> [Description of the task]: In the entries below, find the line containing "Thank you for this photo. Would you kindly tag the club". Copy it and all lines after it, exactly, through the end.

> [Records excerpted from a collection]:
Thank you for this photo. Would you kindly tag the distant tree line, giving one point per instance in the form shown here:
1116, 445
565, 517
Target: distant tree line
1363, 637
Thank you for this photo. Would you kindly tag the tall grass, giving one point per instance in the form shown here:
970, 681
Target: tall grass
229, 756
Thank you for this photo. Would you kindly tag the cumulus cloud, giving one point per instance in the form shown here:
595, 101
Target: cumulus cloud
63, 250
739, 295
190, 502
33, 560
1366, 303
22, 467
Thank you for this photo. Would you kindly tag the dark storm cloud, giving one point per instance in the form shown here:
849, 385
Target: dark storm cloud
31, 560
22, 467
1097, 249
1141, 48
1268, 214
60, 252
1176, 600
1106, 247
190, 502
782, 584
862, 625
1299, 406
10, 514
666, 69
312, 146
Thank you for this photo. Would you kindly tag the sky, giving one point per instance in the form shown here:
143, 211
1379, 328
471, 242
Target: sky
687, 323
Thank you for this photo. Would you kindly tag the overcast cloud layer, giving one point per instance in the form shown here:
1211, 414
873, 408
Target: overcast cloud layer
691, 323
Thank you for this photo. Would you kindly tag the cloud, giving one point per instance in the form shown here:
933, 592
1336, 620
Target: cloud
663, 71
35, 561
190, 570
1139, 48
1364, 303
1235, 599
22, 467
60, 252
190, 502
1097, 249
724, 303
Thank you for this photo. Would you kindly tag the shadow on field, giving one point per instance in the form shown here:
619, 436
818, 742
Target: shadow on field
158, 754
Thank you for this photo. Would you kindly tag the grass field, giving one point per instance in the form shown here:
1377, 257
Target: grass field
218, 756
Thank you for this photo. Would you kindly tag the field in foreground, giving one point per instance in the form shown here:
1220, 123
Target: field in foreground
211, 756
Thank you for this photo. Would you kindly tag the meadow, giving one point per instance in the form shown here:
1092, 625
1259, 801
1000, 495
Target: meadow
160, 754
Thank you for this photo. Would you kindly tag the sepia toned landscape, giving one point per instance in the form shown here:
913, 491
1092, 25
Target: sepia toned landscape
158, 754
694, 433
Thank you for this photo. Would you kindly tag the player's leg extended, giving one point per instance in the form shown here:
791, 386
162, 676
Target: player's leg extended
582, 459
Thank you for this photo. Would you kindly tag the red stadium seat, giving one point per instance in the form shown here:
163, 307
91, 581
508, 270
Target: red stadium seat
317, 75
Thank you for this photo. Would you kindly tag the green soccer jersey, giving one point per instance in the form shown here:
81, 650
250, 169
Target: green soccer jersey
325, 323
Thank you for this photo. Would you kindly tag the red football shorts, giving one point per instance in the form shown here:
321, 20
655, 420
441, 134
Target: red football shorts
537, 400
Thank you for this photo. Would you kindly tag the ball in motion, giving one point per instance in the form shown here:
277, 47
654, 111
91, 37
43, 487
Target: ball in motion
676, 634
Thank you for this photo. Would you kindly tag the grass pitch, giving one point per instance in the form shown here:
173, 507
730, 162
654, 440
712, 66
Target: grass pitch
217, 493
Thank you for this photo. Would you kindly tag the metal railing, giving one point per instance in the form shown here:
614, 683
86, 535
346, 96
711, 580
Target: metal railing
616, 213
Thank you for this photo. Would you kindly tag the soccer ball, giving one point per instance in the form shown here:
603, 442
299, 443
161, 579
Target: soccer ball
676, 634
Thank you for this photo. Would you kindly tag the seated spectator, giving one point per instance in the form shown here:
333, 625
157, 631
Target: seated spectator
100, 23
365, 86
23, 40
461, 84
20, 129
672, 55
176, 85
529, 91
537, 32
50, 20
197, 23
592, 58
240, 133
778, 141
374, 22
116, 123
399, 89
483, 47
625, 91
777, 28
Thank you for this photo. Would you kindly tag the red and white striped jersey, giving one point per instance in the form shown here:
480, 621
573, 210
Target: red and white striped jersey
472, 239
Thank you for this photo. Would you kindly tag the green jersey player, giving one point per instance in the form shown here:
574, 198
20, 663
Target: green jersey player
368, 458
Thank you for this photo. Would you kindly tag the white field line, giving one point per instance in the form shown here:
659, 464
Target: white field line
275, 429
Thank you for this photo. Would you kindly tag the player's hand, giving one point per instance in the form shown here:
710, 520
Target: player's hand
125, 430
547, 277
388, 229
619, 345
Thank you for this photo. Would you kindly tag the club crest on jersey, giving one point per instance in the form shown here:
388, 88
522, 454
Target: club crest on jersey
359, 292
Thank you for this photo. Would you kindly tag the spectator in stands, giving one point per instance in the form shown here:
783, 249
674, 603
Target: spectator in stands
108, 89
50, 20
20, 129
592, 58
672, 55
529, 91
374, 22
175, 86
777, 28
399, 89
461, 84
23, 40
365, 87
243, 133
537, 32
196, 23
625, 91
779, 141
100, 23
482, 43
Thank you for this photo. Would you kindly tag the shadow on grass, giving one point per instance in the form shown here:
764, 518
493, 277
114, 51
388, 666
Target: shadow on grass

> [Response]:
Thank you for this photo. Would you kindly tag the club crest on jersey, giving one point per instance in the form shown here:
388, 88
522, 454
Target: club crest on jersey
359, 292
Thank you for this photo. Would you kindly tag the spectator in stands, giving one point per instance in the form shown here:
783, 249
674, 603
Target: spectator in stands
108, 89
50, 20
20, 129
592, 58
672, 55
529, 91
374, 22
175, 86
777, 28
399, 89
461, 84
23, 40
365, 87
243, 133
537, 32
196, 23
625, 91
779, 141
100, 23
482, 43
Thank you for this photo. Would you kindly tag the shadow on grass, giving one point per instance in the form shown here:
764, 518
493, 277
114, 51
388, 666
Target: shadow on grass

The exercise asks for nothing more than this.